WHAT THIS TASK INVOLVES: Rewrite every line of the data below, replacing "drop one point" with "place one point" and keeping everything else the same. Leave the pictures out of your answer.

Data listing:

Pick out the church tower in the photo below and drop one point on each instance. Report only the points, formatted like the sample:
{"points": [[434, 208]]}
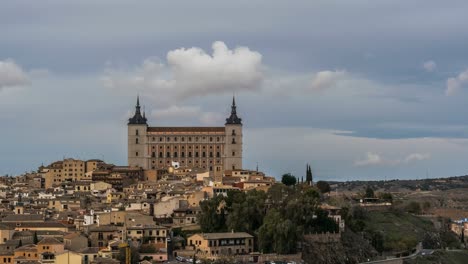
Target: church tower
{"points": [[137, 128], [233, 143]]}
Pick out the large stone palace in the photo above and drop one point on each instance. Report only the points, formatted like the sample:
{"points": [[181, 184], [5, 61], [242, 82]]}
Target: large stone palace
{"points": [[215, 149]]}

SOLUTION FOR THIS TASK:
Pick out the church tower in the photo below and place one point on each instance. Report only the points, formatted like the sample:
{"points": [[434, 208]]}
Target: church tower
{"points": [[137, 128], [233, 143]]}
Pick out the large stone palace in the photo above and place one point on each instance. Report only the points, formatted like the sample:
{"points": [[181, 184], [5, 61], [242, 82]]}
Target: large stone palace
{"points": [[215, 149]]}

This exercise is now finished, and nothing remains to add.